The state of the art
What was already present was an interface to pick a color from the product photo to identify the product color, it produced a hexcode.
This was late 2021, we tried AI solutions but they were iffy, very often identifying the wrong product color or picking a name too obscure or outlandish - it needing frequent manual fine tuning.
Research
A bit of user interviews and I figured out the basic ask was simple, search by the hexcode they picked from the image, or search by a name which they think matches the color, we needed to show them what color was it and what were the closest similar colors called. A quick tour of googling gave us a bunch of tools which could do that. In fact a few of our test users mentioned using some of these tools to initially do the task. Of course an in-product interface would be a better option.
Persona deep dive:
A bit more ethnographic study and further interviews proved that these content writers and searchandizers were quite knowledgeable when it came to colors, and something that the current tools lacked was one particular feature: a clear visualisation of the color space - not in those words, but they wanted to look at the nearby colors, and see exactly how close to the target color it was, a percentage value helped but the visualisation would help them make decisions better. Especially when they had to choose between a color which was a close match but a weird name and one further away but better suited for content. Which is the specific scenario where AI failed.
What I did
This was to be a very niche component but a crucial one for the ecommerce product - we still asked around and a few other products also expressed a casual interest, especially some other content management products in our group. So after gathering all the requirements. I created a design using the HSL color space as a visualisation space, laying out all the named colors as artifacts. Because HSL has the most human understandable color parameters.
When I sat down with the developers, it turned out a bit too difficult for them to comprehend, so I went ahead and coded the vanilla JS prototype myself.
Pictured: the color finder component, finding a color by clicking on the color space
When it came to finding the matches, I coded my own matching algorithm, and put the sensitivity of match finding as settings using progressive disclosure for power users.
Pictured: settings allowing configuration of the matching algorithm
When a hex color came from the color picker, or just pasted into the search box, it would generate a similar list of matches, clicking any match would rematch to the new color.
Pictured: finding a color by pasting a hexcode or using a color picker
When typing a name of a color, it would show name matches.
Pictured: finding a color by typing a color name
Overall, the incorporation of the color finder got very favourable response from the customers, the test users could easily spot the closest match they wanted and could successfully make a decision on the best sounding name for their content as well as extra color names for metadata.
* * * *
» Goal 1:
From the color finder case study, return the passage that starts at the words "The state of" and ends after "manual fine tuning.".
The color finder case study has no connection to the entries that follow it.
* * * *
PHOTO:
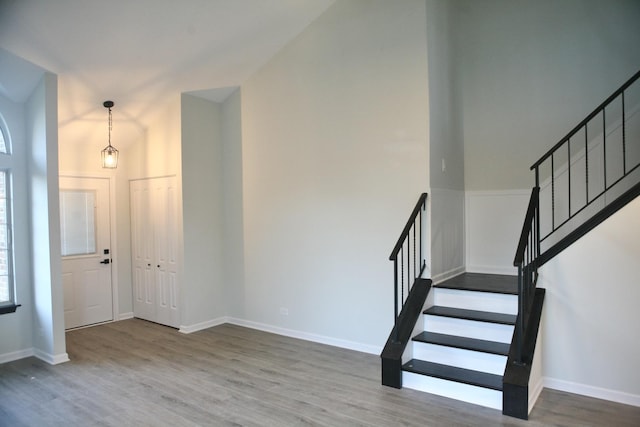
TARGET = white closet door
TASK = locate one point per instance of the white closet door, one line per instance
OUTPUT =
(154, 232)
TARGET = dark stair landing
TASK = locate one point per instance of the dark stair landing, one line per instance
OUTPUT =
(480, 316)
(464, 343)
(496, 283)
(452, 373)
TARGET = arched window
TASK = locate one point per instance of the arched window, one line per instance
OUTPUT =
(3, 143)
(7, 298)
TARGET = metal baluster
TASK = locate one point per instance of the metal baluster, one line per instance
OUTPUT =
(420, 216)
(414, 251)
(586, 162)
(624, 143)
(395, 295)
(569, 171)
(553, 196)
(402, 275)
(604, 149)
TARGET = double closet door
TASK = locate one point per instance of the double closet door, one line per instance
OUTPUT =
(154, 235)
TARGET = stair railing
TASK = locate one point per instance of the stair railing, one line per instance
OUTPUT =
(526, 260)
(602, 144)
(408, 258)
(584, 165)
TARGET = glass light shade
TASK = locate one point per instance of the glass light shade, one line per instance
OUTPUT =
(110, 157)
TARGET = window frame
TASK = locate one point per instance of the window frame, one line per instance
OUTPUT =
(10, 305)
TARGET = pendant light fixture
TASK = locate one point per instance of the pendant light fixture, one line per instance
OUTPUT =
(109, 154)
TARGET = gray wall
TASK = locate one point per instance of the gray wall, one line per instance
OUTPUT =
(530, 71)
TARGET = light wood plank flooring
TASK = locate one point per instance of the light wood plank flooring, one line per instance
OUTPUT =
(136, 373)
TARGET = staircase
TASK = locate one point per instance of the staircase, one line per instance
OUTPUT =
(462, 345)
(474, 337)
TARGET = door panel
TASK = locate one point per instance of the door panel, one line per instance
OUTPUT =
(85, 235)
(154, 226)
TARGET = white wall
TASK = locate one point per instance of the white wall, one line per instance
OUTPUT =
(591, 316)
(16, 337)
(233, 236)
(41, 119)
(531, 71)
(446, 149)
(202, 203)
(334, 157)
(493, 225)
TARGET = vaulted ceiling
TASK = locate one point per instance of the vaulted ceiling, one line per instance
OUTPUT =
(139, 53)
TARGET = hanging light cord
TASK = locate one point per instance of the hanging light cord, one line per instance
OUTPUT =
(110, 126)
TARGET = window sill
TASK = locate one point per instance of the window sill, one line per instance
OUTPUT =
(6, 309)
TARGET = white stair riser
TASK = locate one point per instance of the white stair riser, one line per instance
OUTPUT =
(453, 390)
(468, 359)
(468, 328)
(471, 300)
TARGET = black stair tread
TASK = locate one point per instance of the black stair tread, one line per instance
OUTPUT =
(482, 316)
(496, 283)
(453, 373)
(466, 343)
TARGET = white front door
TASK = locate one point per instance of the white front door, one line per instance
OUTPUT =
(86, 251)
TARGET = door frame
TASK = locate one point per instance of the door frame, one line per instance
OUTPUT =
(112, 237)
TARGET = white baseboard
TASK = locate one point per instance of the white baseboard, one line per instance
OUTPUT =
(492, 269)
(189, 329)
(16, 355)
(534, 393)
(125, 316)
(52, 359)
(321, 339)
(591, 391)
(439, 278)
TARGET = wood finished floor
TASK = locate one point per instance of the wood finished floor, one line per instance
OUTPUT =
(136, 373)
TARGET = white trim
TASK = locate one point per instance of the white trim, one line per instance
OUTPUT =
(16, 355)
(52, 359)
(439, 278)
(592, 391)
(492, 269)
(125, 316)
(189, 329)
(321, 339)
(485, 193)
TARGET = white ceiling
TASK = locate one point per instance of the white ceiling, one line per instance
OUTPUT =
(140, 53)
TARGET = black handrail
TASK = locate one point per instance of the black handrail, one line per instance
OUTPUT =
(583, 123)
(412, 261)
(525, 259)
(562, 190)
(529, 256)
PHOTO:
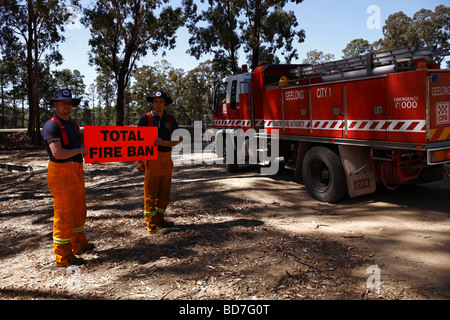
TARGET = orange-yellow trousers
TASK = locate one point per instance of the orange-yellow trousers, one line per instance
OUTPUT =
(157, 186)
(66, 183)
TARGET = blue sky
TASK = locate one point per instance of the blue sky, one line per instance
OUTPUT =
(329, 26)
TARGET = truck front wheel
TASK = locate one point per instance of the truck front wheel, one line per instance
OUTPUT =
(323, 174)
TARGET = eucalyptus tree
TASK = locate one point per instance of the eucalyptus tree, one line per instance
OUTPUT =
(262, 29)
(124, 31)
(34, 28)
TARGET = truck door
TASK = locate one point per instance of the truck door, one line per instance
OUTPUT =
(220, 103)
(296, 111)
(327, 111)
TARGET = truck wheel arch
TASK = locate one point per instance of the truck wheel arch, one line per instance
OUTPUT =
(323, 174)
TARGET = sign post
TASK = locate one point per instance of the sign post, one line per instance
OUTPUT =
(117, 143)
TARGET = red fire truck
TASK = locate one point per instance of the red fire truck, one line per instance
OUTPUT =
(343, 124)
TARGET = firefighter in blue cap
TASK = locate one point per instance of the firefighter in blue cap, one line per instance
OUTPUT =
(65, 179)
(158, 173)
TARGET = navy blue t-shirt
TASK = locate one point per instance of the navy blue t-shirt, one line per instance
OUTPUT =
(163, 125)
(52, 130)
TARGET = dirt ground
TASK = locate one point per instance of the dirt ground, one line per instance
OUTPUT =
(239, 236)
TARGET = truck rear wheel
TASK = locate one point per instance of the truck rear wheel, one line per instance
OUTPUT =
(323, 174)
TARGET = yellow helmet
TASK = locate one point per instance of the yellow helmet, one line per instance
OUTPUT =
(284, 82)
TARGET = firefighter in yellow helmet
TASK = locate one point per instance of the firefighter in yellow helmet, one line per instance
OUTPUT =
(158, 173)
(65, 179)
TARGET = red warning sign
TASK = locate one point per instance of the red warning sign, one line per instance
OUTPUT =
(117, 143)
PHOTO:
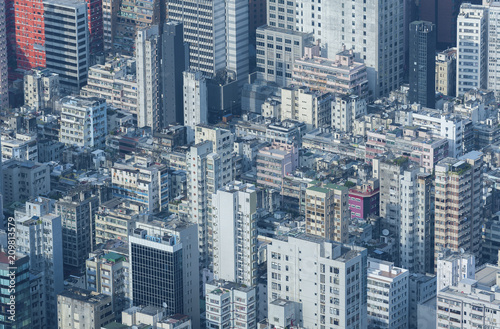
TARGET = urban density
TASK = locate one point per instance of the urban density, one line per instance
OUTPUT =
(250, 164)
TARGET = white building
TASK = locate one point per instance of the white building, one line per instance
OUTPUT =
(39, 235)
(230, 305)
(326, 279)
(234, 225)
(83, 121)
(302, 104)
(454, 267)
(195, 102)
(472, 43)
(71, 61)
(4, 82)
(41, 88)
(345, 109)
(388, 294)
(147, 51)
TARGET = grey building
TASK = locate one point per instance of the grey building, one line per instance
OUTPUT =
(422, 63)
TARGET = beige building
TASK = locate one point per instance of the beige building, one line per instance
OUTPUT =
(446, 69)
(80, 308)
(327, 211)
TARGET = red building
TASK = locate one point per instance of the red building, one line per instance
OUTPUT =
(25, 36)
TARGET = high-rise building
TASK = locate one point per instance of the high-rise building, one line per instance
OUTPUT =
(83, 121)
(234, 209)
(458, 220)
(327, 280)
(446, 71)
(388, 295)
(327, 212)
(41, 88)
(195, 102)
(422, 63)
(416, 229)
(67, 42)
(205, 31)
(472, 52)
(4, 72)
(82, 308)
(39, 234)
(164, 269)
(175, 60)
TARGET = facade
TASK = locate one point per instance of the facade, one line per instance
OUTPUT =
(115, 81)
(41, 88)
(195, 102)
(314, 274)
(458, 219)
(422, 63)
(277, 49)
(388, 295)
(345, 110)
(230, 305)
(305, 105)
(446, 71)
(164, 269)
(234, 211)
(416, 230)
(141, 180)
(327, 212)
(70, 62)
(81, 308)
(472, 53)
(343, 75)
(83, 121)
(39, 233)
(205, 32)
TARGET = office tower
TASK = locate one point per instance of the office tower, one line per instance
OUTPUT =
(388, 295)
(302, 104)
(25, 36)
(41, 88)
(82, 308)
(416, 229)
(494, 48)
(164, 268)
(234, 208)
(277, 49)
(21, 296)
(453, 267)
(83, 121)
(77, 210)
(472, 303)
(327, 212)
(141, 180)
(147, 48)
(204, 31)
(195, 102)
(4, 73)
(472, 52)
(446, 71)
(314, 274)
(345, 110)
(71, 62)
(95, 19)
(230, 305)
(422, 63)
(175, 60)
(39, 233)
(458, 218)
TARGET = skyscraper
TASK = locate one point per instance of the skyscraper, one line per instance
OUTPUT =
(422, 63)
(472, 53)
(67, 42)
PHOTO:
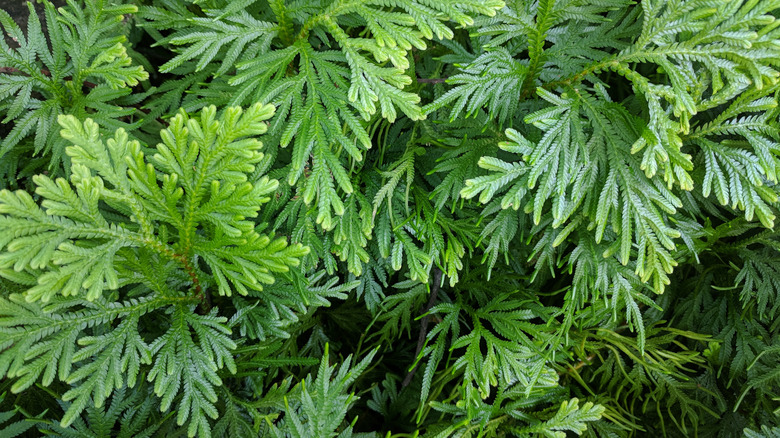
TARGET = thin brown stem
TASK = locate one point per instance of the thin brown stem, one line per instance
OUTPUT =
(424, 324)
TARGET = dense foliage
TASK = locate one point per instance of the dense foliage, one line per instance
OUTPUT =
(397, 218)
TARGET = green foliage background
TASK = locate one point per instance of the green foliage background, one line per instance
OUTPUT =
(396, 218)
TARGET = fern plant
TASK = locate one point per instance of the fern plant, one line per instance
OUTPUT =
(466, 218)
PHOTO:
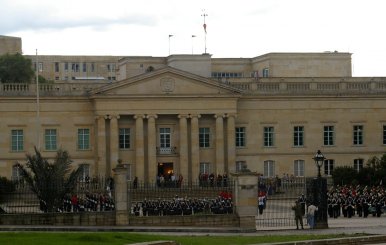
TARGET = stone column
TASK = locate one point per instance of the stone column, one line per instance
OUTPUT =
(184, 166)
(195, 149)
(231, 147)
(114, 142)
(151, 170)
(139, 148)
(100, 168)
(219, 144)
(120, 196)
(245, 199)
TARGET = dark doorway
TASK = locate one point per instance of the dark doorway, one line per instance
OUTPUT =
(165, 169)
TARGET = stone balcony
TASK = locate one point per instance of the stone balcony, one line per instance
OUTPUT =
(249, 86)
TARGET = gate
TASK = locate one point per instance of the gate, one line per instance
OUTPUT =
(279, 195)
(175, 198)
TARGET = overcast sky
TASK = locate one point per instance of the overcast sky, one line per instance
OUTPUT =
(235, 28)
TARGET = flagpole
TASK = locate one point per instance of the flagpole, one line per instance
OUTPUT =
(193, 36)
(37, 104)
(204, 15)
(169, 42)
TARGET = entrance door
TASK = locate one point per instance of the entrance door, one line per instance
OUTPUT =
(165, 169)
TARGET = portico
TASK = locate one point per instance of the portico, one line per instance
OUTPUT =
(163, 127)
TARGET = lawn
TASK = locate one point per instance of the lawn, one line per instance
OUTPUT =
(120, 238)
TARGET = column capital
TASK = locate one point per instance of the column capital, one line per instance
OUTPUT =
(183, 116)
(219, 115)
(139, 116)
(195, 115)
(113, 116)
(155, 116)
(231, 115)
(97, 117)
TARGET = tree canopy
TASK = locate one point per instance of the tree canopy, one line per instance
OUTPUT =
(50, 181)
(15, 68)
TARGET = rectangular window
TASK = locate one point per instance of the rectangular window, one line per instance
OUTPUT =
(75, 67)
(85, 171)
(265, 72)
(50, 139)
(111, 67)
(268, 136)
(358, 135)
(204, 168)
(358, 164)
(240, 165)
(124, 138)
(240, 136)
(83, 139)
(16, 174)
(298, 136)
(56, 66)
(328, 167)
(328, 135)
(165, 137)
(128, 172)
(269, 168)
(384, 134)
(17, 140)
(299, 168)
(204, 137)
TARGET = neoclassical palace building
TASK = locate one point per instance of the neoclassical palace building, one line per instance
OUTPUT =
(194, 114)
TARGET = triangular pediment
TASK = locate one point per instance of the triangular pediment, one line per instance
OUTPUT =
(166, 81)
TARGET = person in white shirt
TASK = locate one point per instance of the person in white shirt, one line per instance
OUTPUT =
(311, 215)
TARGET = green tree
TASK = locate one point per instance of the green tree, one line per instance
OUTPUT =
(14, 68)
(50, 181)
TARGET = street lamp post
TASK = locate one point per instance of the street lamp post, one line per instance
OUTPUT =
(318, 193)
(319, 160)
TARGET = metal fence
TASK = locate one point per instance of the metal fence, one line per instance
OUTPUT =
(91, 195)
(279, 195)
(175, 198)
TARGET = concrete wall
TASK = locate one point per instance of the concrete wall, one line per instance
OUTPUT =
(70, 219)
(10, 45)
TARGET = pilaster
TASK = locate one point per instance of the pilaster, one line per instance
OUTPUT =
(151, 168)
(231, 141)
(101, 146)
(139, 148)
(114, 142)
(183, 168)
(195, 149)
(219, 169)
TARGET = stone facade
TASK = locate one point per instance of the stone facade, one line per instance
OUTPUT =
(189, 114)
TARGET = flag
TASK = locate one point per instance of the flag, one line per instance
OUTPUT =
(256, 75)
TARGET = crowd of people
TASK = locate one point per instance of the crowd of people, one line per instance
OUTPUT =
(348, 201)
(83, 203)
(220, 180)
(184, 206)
* * * *
» Goal 2:
Collect every line of the entries that contains the string "baseboard".

» Correct output 1:
The state of the art
What was already present was an interface to pick a color from the product photo to identify the product color, it produced a hexcode.
This was late 2021, we tried AI solutions but they were iffy, very often identifying the wrong product color or picking a name too obscure or outlandish - it needing frequent manual fine tuning.

» Correct output 2:
TARGET = white baseboard
TASK = locate one point per instance of the white baseboard, one line per instance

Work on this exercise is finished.